• Aim of the task: Copy every line of the data below word for word, changing nothing.
***** Records shown *****
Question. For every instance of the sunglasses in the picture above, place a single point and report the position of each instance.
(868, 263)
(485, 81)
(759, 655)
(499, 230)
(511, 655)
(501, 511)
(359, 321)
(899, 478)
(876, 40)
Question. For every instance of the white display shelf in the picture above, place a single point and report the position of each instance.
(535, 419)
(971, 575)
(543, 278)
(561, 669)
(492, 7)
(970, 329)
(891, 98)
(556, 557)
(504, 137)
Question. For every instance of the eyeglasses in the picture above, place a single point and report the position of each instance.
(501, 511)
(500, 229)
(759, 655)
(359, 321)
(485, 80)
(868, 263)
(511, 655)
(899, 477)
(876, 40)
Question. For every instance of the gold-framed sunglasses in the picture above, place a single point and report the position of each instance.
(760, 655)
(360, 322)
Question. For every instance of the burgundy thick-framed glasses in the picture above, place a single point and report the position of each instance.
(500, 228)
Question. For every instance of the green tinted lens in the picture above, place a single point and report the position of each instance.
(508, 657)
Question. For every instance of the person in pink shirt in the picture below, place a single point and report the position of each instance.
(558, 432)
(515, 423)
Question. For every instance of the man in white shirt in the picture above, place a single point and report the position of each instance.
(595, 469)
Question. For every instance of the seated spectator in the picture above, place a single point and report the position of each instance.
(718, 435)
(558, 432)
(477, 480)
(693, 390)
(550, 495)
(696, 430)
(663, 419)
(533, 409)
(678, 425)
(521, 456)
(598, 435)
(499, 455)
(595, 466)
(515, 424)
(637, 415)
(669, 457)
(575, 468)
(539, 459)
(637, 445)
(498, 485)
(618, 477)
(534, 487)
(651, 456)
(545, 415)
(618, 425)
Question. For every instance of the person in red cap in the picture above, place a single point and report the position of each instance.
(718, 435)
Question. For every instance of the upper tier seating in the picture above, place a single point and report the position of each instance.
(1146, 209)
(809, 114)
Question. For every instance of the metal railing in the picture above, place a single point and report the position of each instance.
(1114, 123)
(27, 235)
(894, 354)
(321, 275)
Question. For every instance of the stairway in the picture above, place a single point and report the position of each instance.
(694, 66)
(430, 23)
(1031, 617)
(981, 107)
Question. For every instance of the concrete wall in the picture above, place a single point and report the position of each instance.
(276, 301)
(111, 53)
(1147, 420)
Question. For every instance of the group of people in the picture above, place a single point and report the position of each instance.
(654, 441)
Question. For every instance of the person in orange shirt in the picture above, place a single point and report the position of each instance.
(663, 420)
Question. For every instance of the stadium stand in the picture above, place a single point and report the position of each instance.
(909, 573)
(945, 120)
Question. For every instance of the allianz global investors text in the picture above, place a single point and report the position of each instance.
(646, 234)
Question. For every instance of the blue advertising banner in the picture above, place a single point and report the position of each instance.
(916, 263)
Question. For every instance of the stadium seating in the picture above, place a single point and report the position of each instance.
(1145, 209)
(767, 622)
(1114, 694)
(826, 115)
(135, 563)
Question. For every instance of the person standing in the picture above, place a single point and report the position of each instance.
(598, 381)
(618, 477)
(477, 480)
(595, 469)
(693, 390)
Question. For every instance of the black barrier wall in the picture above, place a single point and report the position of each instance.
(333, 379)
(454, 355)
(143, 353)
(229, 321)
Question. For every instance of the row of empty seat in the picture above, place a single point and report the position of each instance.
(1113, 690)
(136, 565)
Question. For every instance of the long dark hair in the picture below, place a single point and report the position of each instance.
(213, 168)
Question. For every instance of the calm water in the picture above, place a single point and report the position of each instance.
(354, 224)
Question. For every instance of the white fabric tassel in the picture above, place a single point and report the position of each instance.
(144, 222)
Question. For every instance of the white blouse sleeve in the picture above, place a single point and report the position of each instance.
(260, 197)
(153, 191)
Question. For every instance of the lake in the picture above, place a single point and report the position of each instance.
*****
• Written answer:
Question. For every instance of the sunglasses in the picture above, place a single point and report the position of each instance.
(868, 263)
(485, 81)
(759, 655)
(499, 230)
(511, 655)
(501, 511)
(359, 321)
(899, 478)
(876, 40)
Question. For every instance of the white display shelf in the picture above, place a single point and report the position of each instance.
(535, 419)
(971, 575)
(543, 278)
(561, 669)
(492, 7)
(970, 329)
(891, 98)
(556, 557)
(504, 137)
Question. For every instance of the eyeglasses in the picture above, place a single point and report the position of each instance.
(501, 511)
(500, 229)
(759, 655)
(359, 321)
(485, 80)
(868, 263)
(511, 655)
(899, 477)
(876, 40)
Question. For every instance of the gold-framed sunglasses in the picture above, place a single point and report the position of each instance.
(760, 655)
(360, 322)
Question. For every instance of the burgundy thick-framed glasses in the picture above, place a single point and report the position of each instance.
(500, 228)
Question. For every instance of the green tinted lens in the picture above, place a single point and report the position of each instance.
(508, 657)
Question. For every instance of the person in pink shirt in the picture below, place a single point and report the position of each instance.
(558, 432)
(515, 423)
Question. For every instance of the man in white shirt in the picture above, place a single point and report the position of each instance.
(595, 469)
Question. For every instance of the seated spectator in the picture above, place a single point and report the position of each instance.
(718, 435)
(558, 432)
(477, 480)
(693, 390)
(550, 495)
(696, 430)
(663, 419)
(533, 409)
(678, 425)
(521, 456)
(598, 435)
(499, 455)
(595, 466)
(515, 424)
(637, 415)
(669, 457)
(575, 468)
(539, 459)
(637, 445)
(498, 485)
(618, 477)
(534, 487)
(651, 456)
(545, 415)
(618, 425)
Question. For every instance of the person in red cap in the picture above, place a single point and report the position of each instance.
(718, 435)
Question. For every instance of the upper tier seating in the picture above, place a single point and report the position of each instance.
(1146, 209)
(809, 114)
Question. For every instance of the metal railing in the picture above, place a single point and report the position of each instance.
(1114, 123)
(27, 235)
(894, 354)
(321, 275)
Question. For every instance of the stairway in the picture above, place a single point and report the position of each instance.
(694, 66)
(430, 23)
(1031, 617)
(981, 107)
Question. For every instance of the concrete wall in the picture above, place a single point and report the position of each instance.
(276, 301)
(111, 53)
(1147, 420)
Question. For every instance of the group of people in the picture above, place a single point and report the position of each instance.
(654, 441)
Question. For every instance of the person in orange shirt in the picture above, place a single point and report the position of each instance.
(663, 420)
Question. For every instance of the stadium stand in the picture above, place a single point and report the position of each instance.
(909, 573)
(945, 120)
Question. For every instance of the allianz global investors text in the picture above, place a single point and report the position of each instance.
(646, 234)
Question. For every instance of the blue advertising banner in the picture above, place a single point and report the position of each instance.
(916, 263)
Question. For every instance of the stadium seating in the picture above, place a single point and report the position of each instance.
(1145, 209)
(767, 622)
(1114, 694)
(826, 115)
(135, 563)
Question. For every instance of the person standing in the picture above, place a single point and report the position of each instance.
(598, 381)
(618, 477)
(477, 480)
(595, 469)
(693, 390)
Question. For every instance of the black barrier wall in the picture above, place a single point and report the position of each instance.
(333, 379)
(454, 355)
(143, 353)
(229, 321)
Question. For every instance of the row of empty seat in the picture above, place a single point and report the position of each instance.
(1113, 690)
(136, 565)
Question. For every instance of the long dark hair in the picture below, place a single point and report the position of each instance.
(213, 168)
Question. For every instance of the calm water in the picture above, place a single point and report the position of each instance.
(354, 224)
Question. For every instance of the white fabric tassel in the picture above, place a single point and report the position of each instance.
(144, 222)
Question. For every instance of the white blouse sleeve in the picture above, place a single point and report the position of each instance.
(260, 197)
(153, 191)
Question. For every instance of the lake in the picture above, place a single point and report the position of each instance.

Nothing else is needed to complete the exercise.